[Extracted text]:
KEK Regulations in Indonesia: The Complete Legal Map for Bali’s SEZs

Information, not advice: Bali SEZ Intelligence is an independent editorial guide — not a government body, zone operator, or licensed adviser. Incentives and regulations change and apply case-by-case; verify with the OSS system, official KEK channels, and licensed Indonesian counsel before acting. If you engage a partner we introduce, that partner may pay us a referral fee at no cost to you.

KEK regulations in Indonesia rest on a single base statute — UU No. 39 Tahun 2009 tentang Kawasan Ekonomi Khusus — and a chain of amendments, implementing regulations, and zone-designation decrees that has been revised three times since the Omnibus Law in 2020. If you are mapping the legal architecture before deciding whether to enter KEK Kura Kura Bali or KEK Sanur, this page traces every layer: the statute, the Cipta Kerja amendment chain, the main implementing regulation (PP 40/2021), the two Bali zone-designation PPs, the fiscal PMKs, the OSS licensing framework, and the governance structure including the Dewan Nasional KEK. Primary texts link to peraturan.bpk.go.id where available.

Layer 1: The Base Statute — UU 39/2009

Undang-Undang No. 39 Tahun 2009 established the KEK framework from scratch. It defined what a kawasan ekonomi khusus is, created the Dewan Nasional KEK and zone-level Administrator, set out the categories of permissible activities, and authorised the fiscal and non-fiscal facility regime. Everything downstream — every PP, every PMK, every zone designation — derives authority from this law.

The original law allowed six activity categories inside a KEK: export processing, logistics, industry, technology development, tourism, and energy. Each zone-designation PP specifies which of those apply. For KEK Kura Kura Bali (PP 23/2023), the formal categories are pariwisata and industri kreatif. For KEK Sanur (PP 41/2022), they are kesehatan and pariwisata.

One practical implication: the formal sectors in the designation PP control which incentives and licensing pathways are available. Master-plan marketing language — “tech park,” “international financial centre” — describes development ambitions, not legally designated activity categories. Investors in sectors tangential to the PP-designated activities should verify their KBLI classification with the Administrator KEK before assuming full incentive eligibility.

Layer 2: The Cipta Kerja Amendment Chain

The Omnibus Law restructured KEK regulations in Indonesia substantially. The amendment chain has three stages:

UU No. 11 Tahun 2020 — Cipta Kerja (Job Creation Law)

[Task instructions]:
1 - In the text on KEK regulations, rewrite the passage from "One practical implication: the" to "(Job Creation Law)", substituting "zone Administrator" for "Administrator KEK".
2 - Does each statement agree with the text on KEK regulations? Answer yes or no and quote the deciding words. (a) The original law allowed six activity categories inside a KEK. (b) The formal categories for KEK Sanur are pariwisata and industri kreatif. (c) Bali SEZ Intelligence is a government body.

[The data]:
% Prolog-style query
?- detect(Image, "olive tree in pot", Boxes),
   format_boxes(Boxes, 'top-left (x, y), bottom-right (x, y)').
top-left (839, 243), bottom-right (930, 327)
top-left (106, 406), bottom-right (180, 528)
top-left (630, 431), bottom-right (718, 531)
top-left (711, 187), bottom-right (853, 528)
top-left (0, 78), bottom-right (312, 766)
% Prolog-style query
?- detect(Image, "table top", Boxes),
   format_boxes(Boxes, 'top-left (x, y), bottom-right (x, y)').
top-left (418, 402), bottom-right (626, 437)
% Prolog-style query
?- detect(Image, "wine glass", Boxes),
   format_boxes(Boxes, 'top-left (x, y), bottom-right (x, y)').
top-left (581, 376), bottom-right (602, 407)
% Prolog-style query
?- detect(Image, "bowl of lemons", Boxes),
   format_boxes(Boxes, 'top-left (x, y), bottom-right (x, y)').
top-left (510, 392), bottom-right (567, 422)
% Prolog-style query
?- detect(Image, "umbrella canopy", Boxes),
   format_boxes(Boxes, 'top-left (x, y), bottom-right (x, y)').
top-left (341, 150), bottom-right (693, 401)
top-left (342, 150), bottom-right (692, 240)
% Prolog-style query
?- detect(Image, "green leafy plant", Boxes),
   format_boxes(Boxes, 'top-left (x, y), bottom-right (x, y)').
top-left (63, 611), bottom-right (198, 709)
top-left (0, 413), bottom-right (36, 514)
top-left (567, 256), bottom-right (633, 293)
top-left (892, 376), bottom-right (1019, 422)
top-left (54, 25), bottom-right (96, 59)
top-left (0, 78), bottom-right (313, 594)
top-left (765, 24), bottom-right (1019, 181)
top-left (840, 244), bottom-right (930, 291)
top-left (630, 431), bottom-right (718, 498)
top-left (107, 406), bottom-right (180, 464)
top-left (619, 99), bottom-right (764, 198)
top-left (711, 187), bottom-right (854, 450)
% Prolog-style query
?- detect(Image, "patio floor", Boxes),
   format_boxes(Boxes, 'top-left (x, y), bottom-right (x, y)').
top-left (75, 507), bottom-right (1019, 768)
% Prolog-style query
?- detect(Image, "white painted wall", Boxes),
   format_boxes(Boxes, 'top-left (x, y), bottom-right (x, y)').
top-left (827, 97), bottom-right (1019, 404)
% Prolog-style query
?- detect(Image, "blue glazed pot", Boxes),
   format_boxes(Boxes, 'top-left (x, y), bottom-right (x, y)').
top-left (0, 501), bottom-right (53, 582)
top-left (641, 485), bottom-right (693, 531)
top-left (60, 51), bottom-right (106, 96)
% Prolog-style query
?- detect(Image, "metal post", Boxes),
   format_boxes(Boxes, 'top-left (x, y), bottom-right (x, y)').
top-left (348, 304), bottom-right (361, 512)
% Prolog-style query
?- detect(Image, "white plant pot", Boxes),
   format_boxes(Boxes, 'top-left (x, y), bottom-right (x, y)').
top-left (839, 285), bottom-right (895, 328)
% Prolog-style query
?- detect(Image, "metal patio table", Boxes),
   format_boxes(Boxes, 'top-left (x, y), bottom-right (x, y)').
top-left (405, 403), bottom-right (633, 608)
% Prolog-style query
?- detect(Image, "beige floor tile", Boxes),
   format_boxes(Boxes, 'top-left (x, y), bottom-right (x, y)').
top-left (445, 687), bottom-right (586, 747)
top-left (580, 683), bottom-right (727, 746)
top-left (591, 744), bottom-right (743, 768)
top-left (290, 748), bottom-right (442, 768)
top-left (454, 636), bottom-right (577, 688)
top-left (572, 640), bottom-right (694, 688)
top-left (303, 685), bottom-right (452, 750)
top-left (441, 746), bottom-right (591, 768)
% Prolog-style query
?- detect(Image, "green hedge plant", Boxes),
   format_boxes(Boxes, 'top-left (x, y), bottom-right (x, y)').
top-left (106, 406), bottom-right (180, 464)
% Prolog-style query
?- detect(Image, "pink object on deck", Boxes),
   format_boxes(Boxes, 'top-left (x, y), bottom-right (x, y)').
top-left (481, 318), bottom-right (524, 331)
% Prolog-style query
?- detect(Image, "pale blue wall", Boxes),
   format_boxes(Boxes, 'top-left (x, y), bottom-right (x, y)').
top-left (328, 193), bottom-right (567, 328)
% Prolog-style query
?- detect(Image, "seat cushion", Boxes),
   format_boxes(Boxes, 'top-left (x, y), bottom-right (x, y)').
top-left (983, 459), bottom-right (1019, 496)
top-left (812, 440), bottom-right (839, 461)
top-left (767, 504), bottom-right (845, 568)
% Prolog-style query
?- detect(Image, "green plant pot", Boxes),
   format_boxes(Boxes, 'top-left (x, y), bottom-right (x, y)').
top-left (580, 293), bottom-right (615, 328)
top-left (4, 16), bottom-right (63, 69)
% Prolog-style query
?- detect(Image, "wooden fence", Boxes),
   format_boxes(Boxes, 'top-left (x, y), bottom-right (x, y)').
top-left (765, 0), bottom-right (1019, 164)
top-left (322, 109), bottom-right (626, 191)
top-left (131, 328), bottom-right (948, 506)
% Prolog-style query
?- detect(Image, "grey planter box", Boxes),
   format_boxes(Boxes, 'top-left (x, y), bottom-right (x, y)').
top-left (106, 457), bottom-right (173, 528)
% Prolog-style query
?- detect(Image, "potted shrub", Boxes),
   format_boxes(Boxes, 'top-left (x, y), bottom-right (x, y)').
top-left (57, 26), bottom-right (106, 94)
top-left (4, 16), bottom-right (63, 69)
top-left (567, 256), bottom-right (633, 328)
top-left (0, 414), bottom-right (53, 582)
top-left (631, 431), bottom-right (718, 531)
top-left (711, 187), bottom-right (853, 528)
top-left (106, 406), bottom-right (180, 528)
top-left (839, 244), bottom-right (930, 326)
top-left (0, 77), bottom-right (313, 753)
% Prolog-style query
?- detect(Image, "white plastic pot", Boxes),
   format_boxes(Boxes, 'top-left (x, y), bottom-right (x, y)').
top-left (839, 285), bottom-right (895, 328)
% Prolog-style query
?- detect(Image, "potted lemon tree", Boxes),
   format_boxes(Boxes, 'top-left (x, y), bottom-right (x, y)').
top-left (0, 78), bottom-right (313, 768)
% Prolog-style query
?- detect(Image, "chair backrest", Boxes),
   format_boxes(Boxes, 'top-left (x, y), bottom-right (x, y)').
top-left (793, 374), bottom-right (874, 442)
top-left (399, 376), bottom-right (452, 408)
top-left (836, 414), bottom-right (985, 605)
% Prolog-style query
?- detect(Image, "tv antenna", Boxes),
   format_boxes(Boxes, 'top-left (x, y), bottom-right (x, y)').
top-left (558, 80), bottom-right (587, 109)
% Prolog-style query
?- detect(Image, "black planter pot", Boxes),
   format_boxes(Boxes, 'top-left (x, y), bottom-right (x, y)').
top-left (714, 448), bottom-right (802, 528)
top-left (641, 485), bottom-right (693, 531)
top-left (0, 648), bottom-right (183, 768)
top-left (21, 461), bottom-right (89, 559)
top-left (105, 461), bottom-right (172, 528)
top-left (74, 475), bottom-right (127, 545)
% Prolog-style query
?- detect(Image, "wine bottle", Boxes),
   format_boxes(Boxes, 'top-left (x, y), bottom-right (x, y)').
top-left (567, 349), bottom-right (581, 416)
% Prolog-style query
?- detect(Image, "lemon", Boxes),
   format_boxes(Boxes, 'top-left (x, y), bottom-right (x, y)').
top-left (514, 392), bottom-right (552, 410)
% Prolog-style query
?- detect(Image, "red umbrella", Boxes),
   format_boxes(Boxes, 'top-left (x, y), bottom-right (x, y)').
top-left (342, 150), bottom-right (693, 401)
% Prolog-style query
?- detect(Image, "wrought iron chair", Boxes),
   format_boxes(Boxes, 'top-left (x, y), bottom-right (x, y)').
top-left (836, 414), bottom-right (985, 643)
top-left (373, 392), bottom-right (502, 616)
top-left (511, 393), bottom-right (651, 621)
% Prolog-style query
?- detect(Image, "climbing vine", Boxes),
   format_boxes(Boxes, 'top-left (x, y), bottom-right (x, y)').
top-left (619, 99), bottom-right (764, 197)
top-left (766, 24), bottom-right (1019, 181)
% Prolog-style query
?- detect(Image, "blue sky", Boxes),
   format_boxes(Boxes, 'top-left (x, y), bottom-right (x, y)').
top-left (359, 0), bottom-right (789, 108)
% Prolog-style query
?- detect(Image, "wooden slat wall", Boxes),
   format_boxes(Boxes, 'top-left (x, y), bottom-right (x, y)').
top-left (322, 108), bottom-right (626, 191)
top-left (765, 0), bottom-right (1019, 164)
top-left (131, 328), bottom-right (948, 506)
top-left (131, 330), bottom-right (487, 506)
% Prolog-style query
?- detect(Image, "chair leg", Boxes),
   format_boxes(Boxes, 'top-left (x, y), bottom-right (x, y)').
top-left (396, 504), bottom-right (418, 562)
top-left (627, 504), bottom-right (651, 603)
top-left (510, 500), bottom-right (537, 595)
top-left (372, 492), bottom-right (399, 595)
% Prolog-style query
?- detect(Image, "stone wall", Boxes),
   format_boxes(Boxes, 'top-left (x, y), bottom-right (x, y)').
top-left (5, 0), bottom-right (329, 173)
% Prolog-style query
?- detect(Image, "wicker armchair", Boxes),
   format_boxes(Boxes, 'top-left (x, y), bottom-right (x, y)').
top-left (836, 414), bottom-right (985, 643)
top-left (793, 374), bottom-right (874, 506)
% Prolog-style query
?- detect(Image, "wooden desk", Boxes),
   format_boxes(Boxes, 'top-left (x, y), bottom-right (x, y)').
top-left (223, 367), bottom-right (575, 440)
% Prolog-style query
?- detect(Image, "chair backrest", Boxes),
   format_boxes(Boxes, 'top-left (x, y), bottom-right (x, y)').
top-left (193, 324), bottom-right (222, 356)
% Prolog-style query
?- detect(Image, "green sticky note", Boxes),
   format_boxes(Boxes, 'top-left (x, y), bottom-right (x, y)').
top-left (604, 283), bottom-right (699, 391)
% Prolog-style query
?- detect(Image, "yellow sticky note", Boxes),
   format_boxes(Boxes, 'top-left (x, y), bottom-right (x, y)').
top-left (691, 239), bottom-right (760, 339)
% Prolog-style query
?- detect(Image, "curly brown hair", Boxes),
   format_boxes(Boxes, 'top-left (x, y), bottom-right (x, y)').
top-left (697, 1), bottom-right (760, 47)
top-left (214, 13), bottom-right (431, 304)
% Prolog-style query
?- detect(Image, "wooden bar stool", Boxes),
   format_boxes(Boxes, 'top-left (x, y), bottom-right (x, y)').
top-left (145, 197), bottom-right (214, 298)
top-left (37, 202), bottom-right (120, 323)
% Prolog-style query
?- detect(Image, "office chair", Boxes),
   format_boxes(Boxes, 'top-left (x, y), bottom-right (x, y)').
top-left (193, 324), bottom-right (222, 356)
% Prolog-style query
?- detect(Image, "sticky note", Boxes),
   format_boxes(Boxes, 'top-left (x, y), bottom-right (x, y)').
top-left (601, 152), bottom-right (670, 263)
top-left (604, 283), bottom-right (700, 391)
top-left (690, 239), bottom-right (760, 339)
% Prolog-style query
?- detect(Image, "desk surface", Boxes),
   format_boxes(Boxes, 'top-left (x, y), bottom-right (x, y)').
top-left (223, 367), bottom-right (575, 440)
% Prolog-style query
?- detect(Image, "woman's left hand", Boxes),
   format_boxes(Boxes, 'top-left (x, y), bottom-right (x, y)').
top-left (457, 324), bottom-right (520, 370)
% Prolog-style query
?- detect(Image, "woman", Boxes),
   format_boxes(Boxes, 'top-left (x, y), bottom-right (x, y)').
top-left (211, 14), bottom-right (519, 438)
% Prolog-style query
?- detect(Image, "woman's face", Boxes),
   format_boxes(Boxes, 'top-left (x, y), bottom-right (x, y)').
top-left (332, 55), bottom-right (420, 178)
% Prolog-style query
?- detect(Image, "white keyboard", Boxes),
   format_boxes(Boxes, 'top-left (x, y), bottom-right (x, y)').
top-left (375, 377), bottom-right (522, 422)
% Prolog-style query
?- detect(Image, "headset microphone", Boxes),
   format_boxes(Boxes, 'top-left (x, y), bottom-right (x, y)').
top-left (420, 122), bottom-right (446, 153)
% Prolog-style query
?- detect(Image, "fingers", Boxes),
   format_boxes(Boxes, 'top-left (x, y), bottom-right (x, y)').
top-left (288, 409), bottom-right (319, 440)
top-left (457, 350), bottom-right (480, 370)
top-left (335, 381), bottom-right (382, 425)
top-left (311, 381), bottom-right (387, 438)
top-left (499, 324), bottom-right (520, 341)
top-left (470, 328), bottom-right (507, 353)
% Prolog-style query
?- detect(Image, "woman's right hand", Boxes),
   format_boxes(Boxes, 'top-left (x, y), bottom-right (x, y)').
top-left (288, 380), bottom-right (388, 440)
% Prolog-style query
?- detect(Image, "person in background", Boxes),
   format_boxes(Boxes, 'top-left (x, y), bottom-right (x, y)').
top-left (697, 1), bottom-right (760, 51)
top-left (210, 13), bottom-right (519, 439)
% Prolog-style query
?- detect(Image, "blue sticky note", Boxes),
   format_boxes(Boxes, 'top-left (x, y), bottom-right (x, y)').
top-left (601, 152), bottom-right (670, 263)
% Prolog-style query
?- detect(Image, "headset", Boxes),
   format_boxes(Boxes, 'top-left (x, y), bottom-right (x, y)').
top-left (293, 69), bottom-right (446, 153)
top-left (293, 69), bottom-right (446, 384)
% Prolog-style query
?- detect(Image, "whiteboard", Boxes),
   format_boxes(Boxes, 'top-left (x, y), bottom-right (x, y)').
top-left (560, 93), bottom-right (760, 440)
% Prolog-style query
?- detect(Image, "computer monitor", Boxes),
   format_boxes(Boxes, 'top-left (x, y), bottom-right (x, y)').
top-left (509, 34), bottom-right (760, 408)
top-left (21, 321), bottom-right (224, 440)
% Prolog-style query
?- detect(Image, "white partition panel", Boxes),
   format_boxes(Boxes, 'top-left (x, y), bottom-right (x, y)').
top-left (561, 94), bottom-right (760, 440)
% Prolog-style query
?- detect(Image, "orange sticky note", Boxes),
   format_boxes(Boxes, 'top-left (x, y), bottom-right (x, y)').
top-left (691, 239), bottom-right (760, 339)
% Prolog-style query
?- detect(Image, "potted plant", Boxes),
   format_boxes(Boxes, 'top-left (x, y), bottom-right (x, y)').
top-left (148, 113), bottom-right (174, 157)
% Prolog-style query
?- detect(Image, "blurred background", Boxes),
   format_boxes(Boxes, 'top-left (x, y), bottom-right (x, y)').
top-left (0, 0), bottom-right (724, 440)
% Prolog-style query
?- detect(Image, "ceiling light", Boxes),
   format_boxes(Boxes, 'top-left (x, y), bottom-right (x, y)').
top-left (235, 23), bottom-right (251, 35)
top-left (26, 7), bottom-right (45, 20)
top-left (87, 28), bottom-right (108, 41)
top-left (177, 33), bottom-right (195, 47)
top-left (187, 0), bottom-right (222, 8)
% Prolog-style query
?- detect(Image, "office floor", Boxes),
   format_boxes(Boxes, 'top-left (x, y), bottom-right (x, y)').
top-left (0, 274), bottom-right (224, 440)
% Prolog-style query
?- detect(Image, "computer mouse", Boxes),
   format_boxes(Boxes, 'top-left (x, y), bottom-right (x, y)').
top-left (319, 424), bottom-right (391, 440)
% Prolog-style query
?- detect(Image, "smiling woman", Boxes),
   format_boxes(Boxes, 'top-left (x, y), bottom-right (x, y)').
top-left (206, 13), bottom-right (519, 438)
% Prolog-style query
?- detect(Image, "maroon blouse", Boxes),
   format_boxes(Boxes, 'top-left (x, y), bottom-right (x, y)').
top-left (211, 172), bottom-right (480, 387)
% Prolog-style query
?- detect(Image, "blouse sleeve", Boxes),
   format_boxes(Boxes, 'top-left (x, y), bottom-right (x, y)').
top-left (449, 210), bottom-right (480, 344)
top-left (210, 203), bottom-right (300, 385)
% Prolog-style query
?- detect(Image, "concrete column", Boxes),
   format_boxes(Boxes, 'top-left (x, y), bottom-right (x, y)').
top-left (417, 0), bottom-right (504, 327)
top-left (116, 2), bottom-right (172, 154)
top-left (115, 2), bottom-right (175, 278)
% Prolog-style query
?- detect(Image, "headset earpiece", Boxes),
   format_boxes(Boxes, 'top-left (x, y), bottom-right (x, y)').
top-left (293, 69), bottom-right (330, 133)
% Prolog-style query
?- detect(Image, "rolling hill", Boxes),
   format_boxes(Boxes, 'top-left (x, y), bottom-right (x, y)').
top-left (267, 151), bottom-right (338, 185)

[Results in order]:
1 -
One practical implication: the formal sectors in the designation PP control which incentives and licensing pathways are available. Master-plan marketing language — “tech park,” “international financial centre” — describes development ambitions, not legally designated activity categories. Investors in sectors tangential to the PP-designated activities should verify their KBLI classification with the zone Administrator before assuming full incentive eligibility.

Layer 2: The Cipta Kerja Amendment Chain

The Omnibus Law restructured KEK regulations in Indonesia substantially. The amendment chain has three stages:

UU No. 11 Tahun 2020 — Cipta Kerja (Job Creation Law)

2 -
(a) Yes: "The original law allowed six activity categories inside a KEK"
(b) No: "For KEK Sanur (PP 41/2022), they are kesehatan and pariwisata."
(c) No: "not a government body"